Records provided:
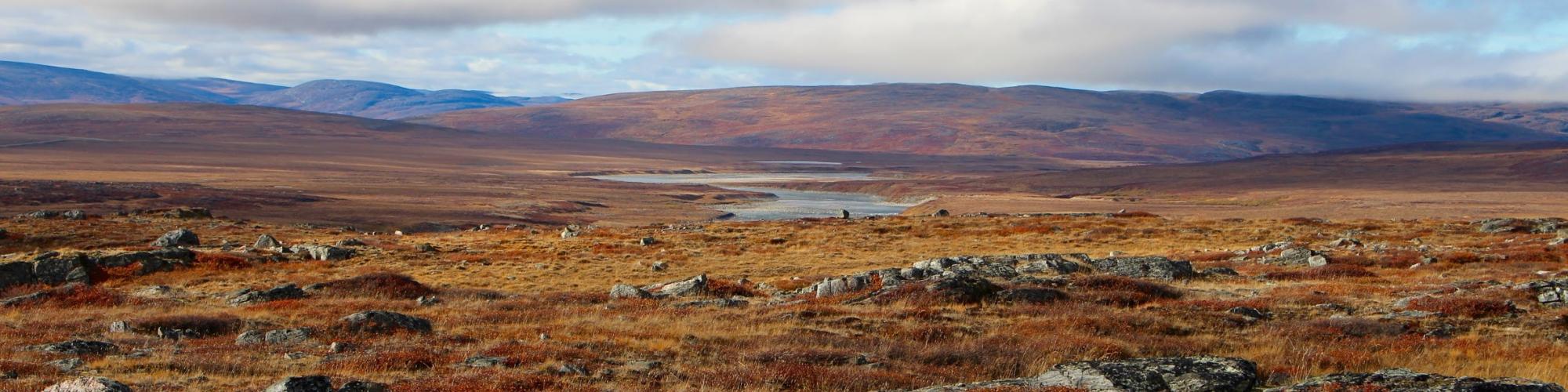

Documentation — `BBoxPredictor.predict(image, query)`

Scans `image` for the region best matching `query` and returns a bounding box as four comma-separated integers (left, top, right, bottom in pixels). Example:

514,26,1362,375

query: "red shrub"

...

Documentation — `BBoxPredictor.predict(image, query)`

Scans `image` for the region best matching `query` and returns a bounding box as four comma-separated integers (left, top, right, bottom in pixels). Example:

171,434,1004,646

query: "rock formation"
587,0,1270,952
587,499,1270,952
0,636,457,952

* * *

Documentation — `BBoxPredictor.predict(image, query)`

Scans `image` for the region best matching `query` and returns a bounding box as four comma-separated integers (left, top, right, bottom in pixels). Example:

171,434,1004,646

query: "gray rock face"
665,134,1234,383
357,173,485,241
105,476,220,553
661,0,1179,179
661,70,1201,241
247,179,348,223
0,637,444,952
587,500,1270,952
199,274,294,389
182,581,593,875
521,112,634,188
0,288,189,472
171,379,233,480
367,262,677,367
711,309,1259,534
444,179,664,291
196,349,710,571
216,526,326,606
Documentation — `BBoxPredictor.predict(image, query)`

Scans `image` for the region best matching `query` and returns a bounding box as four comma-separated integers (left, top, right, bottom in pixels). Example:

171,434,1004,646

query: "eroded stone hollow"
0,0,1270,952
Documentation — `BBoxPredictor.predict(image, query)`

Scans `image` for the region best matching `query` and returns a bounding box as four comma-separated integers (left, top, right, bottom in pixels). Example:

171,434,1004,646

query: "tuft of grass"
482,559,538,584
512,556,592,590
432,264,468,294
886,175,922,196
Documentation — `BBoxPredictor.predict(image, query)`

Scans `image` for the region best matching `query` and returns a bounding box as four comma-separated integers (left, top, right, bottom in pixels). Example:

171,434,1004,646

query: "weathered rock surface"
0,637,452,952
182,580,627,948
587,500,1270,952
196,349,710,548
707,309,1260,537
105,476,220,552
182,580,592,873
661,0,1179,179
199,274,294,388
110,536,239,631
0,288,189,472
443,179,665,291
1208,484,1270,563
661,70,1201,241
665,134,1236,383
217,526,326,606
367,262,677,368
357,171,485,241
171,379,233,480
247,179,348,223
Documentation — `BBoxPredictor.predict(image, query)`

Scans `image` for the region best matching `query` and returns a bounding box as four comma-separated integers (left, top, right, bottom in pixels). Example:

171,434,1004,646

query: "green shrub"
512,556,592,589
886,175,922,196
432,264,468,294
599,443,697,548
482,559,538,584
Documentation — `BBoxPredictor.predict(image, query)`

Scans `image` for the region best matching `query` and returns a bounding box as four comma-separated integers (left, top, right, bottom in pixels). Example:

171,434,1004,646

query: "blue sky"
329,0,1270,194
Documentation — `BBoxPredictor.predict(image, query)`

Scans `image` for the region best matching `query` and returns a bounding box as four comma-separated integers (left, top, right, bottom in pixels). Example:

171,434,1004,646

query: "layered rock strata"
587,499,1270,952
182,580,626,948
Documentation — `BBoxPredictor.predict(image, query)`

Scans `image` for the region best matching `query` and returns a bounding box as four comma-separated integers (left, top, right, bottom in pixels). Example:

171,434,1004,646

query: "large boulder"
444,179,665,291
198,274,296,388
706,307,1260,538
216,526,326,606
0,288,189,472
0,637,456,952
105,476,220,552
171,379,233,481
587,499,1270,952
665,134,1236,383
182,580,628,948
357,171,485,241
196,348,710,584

Work instructions: Report every line of the material above that contains the string "rock", matching case exactly.

Result of this task:
query: "rock formation"
query: "gray rock face"
query: "weathered rock surface"
query: "layered rock strata"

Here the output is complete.